Your goal | Restate the records that follow word for word; no pictures should appear.

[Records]
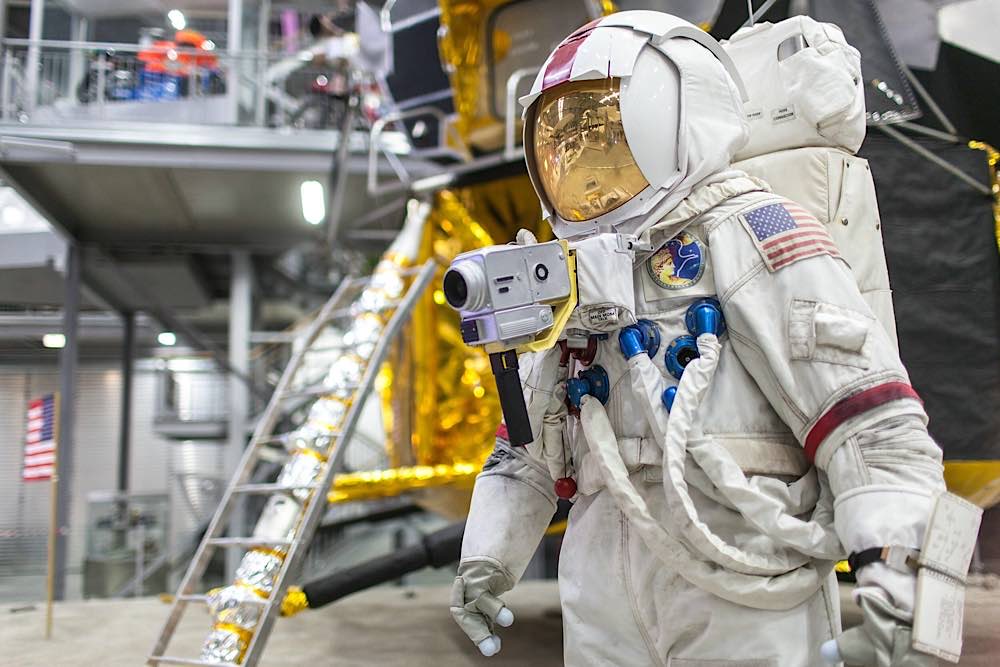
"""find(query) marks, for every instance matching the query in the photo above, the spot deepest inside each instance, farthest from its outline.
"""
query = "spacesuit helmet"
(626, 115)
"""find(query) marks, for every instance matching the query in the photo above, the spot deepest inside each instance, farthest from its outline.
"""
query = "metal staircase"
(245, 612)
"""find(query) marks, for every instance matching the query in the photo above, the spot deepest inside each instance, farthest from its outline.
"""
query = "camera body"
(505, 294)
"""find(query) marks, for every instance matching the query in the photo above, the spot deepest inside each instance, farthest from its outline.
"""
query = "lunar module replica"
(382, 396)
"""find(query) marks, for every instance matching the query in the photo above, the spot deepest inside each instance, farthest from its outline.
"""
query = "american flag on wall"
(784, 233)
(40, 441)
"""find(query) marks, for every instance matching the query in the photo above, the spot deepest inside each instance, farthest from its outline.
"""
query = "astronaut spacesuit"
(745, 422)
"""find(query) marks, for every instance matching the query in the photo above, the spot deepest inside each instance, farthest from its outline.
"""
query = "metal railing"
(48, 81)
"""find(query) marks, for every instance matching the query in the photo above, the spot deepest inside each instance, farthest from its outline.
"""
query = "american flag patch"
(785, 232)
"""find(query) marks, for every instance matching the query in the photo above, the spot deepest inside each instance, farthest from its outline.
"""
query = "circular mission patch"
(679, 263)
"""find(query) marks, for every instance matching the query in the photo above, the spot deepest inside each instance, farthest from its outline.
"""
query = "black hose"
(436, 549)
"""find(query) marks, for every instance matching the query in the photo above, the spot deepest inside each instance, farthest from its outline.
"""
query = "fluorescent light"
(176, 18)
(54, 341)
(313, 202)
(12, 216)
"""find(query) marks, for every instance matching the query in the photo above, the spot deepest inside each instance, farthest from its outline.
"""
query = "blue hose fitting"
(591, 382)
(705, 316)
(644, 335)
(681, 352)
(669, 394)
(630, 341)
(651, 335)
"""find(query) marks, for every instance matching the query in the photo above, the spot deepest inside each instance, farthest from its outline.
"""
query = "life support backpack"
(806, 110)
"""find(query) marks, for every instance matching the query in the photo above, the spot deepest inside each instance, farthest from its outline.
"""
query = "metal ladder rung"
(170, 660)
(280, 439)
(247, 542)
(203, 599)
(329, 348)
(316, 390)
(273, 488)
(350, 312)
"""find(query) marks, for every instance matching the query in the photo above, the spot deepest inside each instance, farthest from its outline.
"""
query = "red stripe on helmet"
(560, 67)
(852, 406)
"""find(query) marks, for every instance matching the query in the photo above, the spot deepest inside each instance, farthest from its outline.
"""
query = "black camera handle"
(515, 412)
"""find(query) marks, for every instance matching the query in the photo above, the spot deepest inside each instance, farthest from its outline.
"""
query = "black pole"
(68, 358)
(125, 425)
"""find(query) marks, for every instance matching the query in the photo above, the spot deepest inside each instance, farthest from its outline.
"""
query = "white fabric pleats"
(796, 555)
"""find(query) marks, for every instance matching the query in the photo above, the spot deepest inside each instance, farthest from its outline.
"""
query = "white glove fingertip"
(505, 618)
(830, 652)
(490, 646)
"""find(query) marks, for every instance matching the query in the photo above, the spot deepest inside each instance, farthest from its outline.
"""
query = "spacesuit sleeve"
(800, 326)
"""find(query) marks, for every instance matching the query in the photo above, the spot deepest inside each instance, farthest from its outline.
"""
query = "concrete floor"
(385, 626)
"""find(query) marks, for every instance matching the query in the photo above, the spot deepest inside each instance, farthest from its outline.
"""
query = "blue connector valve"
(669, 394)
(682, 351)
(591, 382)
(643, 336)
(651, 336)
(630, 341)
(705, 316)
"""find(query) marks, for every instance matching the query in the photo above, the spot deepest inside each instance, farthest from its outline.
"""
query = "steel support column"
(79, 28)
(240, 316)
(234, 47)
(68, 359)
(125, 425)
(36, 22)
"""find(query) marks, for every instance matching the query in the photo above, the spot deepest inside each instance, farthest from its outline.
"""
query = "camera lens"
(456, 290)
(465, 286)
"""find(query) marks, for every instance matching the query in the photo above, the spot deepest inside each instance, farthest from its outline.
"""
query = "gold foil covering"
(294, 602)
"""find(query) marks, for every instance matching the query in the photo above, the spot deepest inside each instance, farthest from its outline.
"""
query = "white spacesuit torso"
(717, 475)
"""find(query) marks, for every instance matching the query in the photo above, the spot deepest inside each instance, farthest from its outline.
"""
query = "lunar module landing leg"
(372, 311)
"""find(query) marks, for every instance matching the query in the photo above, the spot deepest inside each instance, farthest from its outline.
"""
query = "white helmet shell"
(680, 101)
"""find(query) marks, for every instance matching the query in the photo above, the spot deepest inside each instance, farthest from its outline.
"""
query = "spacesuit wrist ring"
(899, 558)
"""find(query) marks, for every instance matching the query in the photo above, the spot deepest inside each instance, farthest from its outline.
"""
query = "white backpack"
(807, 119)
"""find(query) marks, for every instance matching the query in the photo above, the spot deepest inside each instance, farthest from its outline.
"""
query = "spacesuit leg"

Exercise response |
"""find(query) marks, for every instance matching the query in the photo above, the spot deepest inside each instance, farthest from its outline.
"""
query = "spacesuit helmet"
(626, 115)
"""find(query) marks, for every instance matching the query in the photo above, the spot deepest inside each instance, farthest from its outline.
"""
query = "metal staircase"
(245, 612)
"""find(query) marks, for every instance matching the query in the photo above, the spot deepest inside each instance, farthest from its outline.
"""
query = "camera body"
(505, 294)
"""find(query) marks, for every instance matching the query in the photo above, the spot deepest inside each instance, farthest from its outline.
"""
query = "lunar module replica"
(382, 396)
"""find(query) marks, for every instance matching the query in the photo above, the spot deepest inside each instance, farthest from its outline.
"""
query = "american flag on wall"
(784, 233)
(40, 441)
"""find(query) marks, for every instance matching the query in the photo above, the spot deepest inside each instance, farthest from its outline.
"""
query = "astronaut spacesuit"
(745, 422)
"""find(query) marks, for every instance matching the query in the photo above, the spot deepest inside each instance, farthest from its outline.
"""
query = "metal railing"
(48, 81)
"""find(query) marks, for every instance matching the query in the photo above, the spot deepest inside each instance, farthest from its outline.
"""
query = "american flag patch"
(785, 232)
"""find(query) marks, for every instance matching the query in the photo above, the spot deepest inside each instance, farthest from its outline.
"""
query = "circular mission patch"
(679, 263)
"""find(query) marks, for every instance matching the query in the photo above, the spot deepest inside each instance, farthest from its outline.
"""
query = "black hose"
(436, 549)
"""find(query) marks, for every instance matching the query in the photo above, the spot deepest inside each instance, farthest from its outline.
"""
query = "fluorescent light"
(176, 18)
(54, 341)
(313, 202)
(12, 216)
"""find(query) marks, for every instance matching the query in the photo above, the spot deepest inside each instance, farthest from its outline.
"""
query = "blue hose fitting"
(591, 382)
(705, 316)
(644, 335)
(681, 352)
(669, 394)
(630, 341)
(651, 335)
"""find(query) marks, for every instance matching the query in the photo above, the spot deepest inside each instance, farthest from its outline.
"""
query = "life support backpack"
(806, 110)
"""find(query) marks, for every instance matching the query in the photo above, the spot deepest inside each instance, farthest from its outline.
"""
query = "metal ladder rung"
(170, 660)
(280, 439)
(247, 542)
(203, 599)
(329, 348)
(316, 390)
(273, 488)
(350, 312)
"""find(query) marks, for every instance matching the query in the photo above, the spot deepest inside each instance, farthest from its outline.
"""
query = "red stripe on helmet"
(560, 67)
(852, 406)
"""find(query) marks, for every instance matching the query in the photo above, the spot deepest inside each instance, farthest from its outline.
"""
query = "black camera handle"
(515, 412)
"""find(query) marks, for every instance matching the query in the photo above, the spot deepest inside each instance, farthest from its outline.
"""
query = "black pole"
(68, 358)
(125, 425)
"""find(query) marks, for every instance matching the query in the photo above, the spot deepest inside each instance, farthest from its outline.
"""
query = "white fabric pleats"
(796, 555)
"""find(query) marks, for every instance matching the query in the photo above, the spot deepest inside each instance, farthest from its outline.
"""
query = "white glove fingertip"
(505, 618)
(830, 652)
(490, 646)
"""find(query) marks, for every instance matching the query in the photo above, the spot deepest inside each instance, farthest from its outline.
"""
query = "spacesuit sleeve"
(800, 326)
"""find(query) marks, for every instance matching the query in the photo above, the spot deepest inside each instance, farthest from its outline.
"""
query = "concrete floor"
(385, 626)
"""find(query) marks, for every instance matching the query in the photo above, the spot deepest inside each instance, farthest from its outline.
"""
query = "blue connector valve"
(669, 394)
(682, 351)
(591, 382)
(643, 336)
(651, 336)
(630, 341)
(705, 316)
"""find(query) marks, for every instance matching the query in the photo above, the spot deepest inside each instance, farthest from its outline.
"""
query = "steel support column"
(79, 28)
(240, 316)
(234, 47)
(68, 359)
(125, 425)
(36, 22)
"""find(query) marks, for every instance matching the query in the photo above, the spot deepest inside each instance, farthest from its outline.
"""
query = "camera lens"
(456, 290)
(465, 286)
"""find(query) marks, for every instance matching the query in the photo above, the spot deepest inside each instance, farthest from its outline.
"""
query = "gold foil covering"
(294, 602)
"""find(query) marks, for every instance matching the query in the photo above, the spot deepest inside each instance, farthest from its outline.
"""
query = "white spacesuit torso"
(717, 475)
"""find(query) marks, for every instance matching the query in the photo above, the spot deepest inside each instance, farthest from its outline.
"""
query = "lunar module landing leg"
(372, 311)
"""find(query) marks, for every instance matching the query in the photo above, the spot deepest inside each instance, farthest from its outline.
"""
query = "white helmet shell"
(680, 101)
"""find(query) marks, for every instance matching the query in the photo above, the spot deepest inside each instance, farthest from its outline.
"""
query = "spacesuit wrist ring"
(899, 558)
"""find(query) marks, for every instance matching the query in the photo above, the spot deepest inside each instance, farthest from its outline.
"""
query = "white backpack"
(807, 119)
"""find(query) marks, for every instance matching the query in the photo above, the spot deepest inside each instance, farthest from its outline.
"""
query = "spacesuit leg"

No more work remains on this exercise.